### Exercise:
Turn every line of the listing below into a numbered list, skipping blank lines and leaving the pictures out.

(Records of labeled points)

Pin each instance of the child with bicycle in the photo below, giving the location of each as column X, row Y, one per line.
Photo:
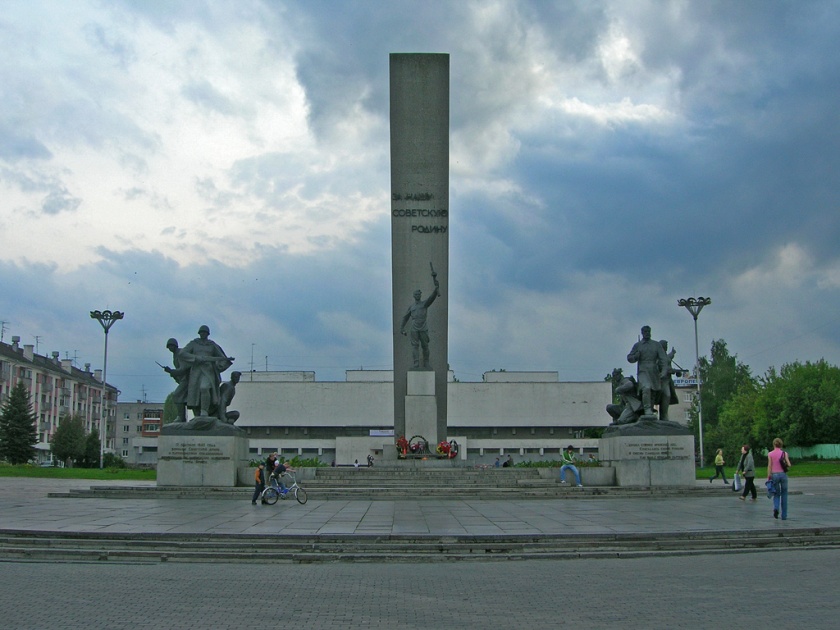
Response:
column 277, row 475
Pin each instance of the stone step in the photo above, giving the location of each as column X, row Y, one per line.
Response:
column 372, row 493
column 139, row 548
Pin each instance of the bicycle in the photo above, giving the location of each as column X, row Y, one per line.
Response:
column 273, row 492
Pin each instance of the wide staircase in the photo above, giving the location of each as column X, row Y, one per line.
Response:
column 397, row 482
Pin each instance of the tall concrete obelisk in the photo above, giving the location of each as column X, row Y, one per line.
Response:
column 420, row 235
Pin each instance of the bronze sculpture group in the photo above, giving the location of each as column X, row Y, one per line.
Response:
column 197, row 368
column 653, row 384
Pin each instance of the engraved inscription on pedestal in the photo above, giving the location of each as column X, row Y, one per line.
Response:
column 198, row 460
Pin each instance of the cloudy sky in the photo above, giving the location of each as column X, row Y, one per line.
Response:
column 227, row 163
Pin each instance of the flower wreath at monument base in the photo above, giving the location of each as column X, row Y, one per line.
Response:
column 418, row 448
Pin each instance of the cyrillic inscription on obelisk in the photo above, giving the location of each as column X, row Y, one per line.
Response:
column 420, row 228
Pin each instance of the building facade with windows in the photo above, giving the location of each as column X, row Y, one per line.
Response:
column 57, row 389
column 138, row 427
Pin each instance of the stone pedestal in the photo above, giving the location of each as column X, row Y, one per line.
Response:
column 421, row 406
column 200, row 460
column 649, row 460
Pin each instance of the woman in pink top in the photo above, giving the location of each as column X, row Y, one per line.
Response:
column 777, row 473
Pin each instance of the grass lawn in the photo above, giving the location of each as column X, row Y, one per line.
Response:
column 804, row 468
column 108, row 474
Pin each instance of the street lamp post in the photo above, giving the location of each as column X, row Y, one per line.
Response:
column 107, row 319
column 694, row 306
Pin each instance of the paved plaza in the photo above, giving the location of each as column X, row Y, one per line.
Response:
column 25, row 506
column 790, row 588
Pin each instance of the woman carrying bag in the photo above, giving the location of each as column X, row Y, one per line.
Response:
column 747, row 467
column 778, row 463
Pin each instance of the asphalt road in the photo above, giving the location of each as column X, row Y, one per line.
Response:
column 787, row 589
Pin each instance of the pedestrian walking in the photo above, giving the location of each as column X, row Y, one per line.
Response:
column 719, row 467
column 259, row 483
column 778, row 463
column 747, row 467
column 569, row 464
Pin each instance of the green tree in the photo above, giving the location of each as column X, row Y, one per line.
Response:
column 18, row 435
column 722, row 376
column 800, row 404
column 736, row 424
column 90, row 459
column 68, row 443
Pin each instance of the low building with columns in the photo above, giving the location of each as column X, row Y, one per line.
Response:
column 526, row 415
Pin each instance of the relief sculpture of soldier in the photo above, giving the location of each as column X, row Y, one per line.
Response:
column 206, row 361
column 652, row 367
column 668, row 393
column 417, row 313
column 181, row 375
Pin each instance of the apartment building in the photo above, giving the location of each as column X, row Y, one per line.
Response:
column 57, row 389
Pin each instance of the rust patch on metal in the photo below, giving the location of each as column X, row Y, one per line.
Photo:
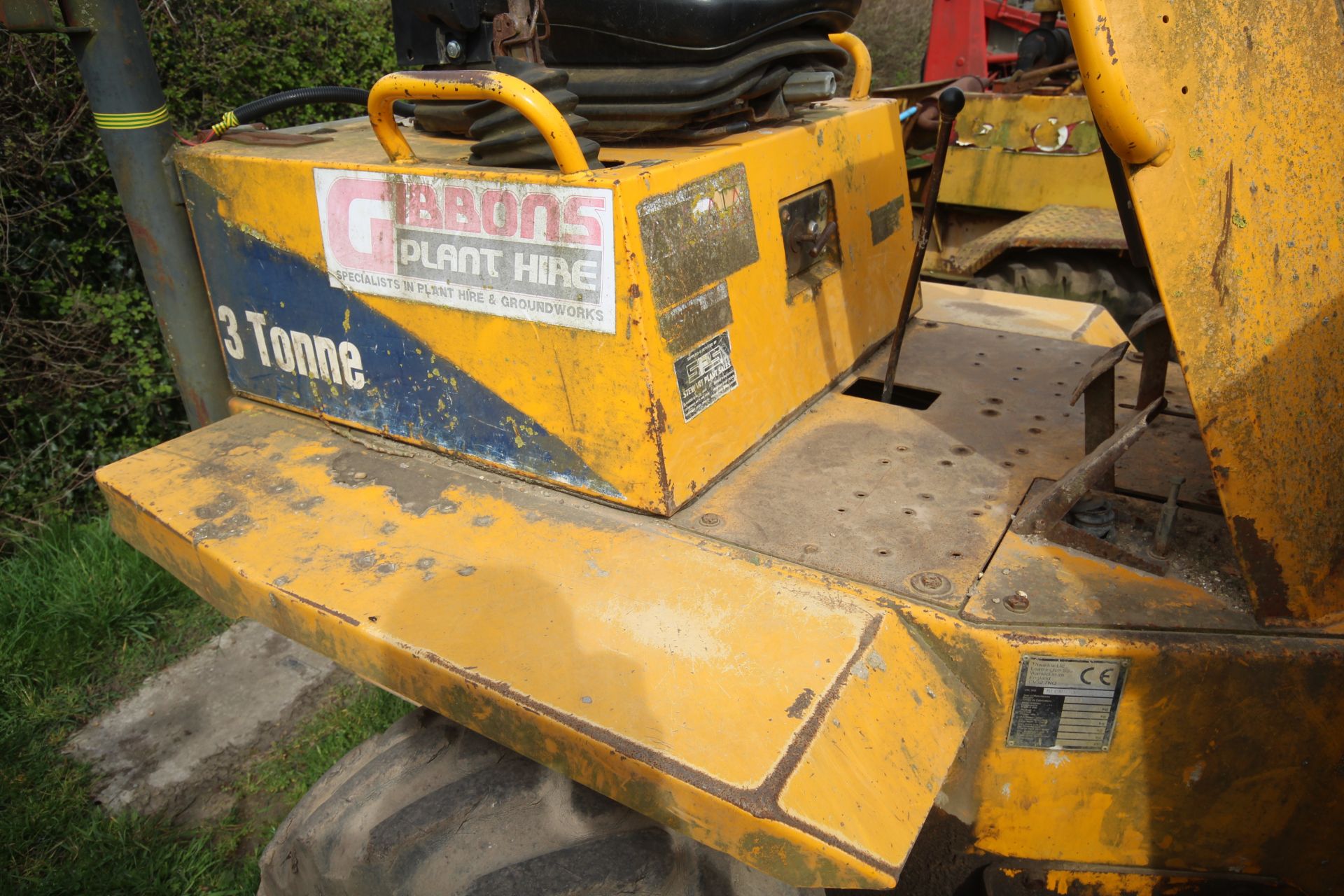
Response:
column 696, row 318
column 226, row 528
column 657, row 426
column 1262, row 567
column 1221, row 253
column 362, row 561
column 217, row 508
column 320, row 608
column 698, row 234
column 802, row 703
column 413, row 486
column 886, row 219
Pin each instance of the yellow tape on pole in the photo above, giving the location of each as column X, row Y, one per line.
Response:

### Complete answer:
1. Pin each instance of the child with bicycle in the photo below, giving the location of each as column X, row Y, one per line.
2. Photo:
3. Response:
4. column 277, row 475
5. Pin each instance of the stone step in the photo above, giving the location of each as column X, row Y, one per line.
6. Response:
7. column 372, row 493
8. column 139, row 548
9. Pin each instance of the bicycle in the photo above, giving the location of each as column X, row Y, one per line.
10. Response:
11. column 273, row 492
12. Pin each instance of the wide staircase in the photo above, giving the location of each as column X, row Y, one per line.
13. Response:
14. column 397, row 482
15. Pin each instance of the tall concrete obelisk in the photo above, giving the location of each as column X, row Y, one per line.
16. Response:
17. column 420, row 235
18. Pin each instance of the bronze sculpture group in the photo above, giving the location of each as column X, row Y, one per line.
19. Response:
20. column 197, row 368
21. column 653, row 384
22. Pin each instance of the engraved inscription on pedestal in the photo above, giving the location of each as column X, row Y, one per line.
23. Response:
24. column 198, row 460
25. Pin each instance of the cloudy sky in the photo above, giving the location of each as column X, row Y, one per line.
26. Response:
27. column 227, row 163
28. Pin each instance of the flower wreath at monument base in the photo above, giving the location of each as column X, row Y, one per line.
29. Response:
30. column 418, row 448
31. Pin each instance of the cyrillic inscription on obelisk in the photo above, giving the location of each as column X, row Y, one per line.
32. Response:
33. column 420, row 228
34. Pin each instance of the building facade with windows in the photo above, giving the location of each as column X, row Y, one per line.
35. Response:
36. column 57, row 389
37. column 138, row 427
38. Pin each instance of the stone pedestal in the photo above, giving the location of each as column X, row Y, one per line.
39. Response:
40. column 421, row 406
41. column 200, row 460
42. column 649, row 460
43. Pin each instance of the woman in pink top in the photo above, giving the location of each as column X, row Y, one per line.
44. Response:
45. column 777, row 473
46. Pin each instance of the grass lawn in the photo above, giving the location of each as column X, row Y, one per line.
47. Response:
48. column 804, row 468
49. column 108, row 474
50. Pin each instance of the street lamp post in the photo above, giving the location of each as column X, row Y, one per line.
51. Response:
52. column 107, row 319
53. column 694, row 306
54. Pin each instance of the paved plaza in the photo above, giving the location of each as column X, row Y, one per line.
55. Response:
56. column 25, row 506
57. column 790, row 588
58. Pin each instance of the woman carrying bag in the photo above, giving the location of each as column X, row Y, one per line.
59. Response:
60. column 747, row 467
61. column 778, row 463
62. Pin each instance of the asphalt road in the photo above, giving the location of each as column X, row Y, one per line.
63. Response:
64. column 787, row 589
65. Pin each instance of the pedestrian walking in the photo above, giving the location of each as column X, row Y, one per line.
66. Response:
67. column 719, row 467
68. column 259, row 483
69. column 778, row 463
70. column 747, row 467
71. column 569, row 464
72. Pin each instance of the green tree in the photo above, giving the location of each as column X, row Y, one per line.
73. Response:
74. column 18, row 435
75. column 722, row 376
76. column 800, row 404
77. column 736, row 424
78. column 90, row 459
79. column 68, row 443
80. Pin each instance of the low building with columns in the photo above, giving the location of each as column X, row Y, one per line.
81. Response:
82. column 526, row 415
83. Pin each instance of the relief sculpture of soldier in the photo above, giving the location of each as column X, row Y, one per line.
84. Response:
85. column 206, row 361
86. column 652, row 367
87. column 668, row 393
88. column 417, row 313
89. column 181, row 375
90. Pin each instance of the apartment building in the photo above, giving the location of each as column X, row Y, one per line.
91. Response:
92. column 57, row 389
93. Pin each instance of the rust patch on metal in the photo below, giving the location of each as column X, row Y, one per line.
94. Photo:
95. Response:
96. column 696, row 318
97. column 226, row 528
98. column 657, row 426
99. column 1262, row 567
100. column 1221, row 253
101. column 362, row 561
102. column 217, row 508
103. column 320, row 608
104. column 698, row 234
105. column 802, row 703
106. column 413, row 486
107. column 886, row 219
108. Pin each instance of the yellow tape on pole in the photo above, giving the location of each as column X, row Y, one per line.
109. Response:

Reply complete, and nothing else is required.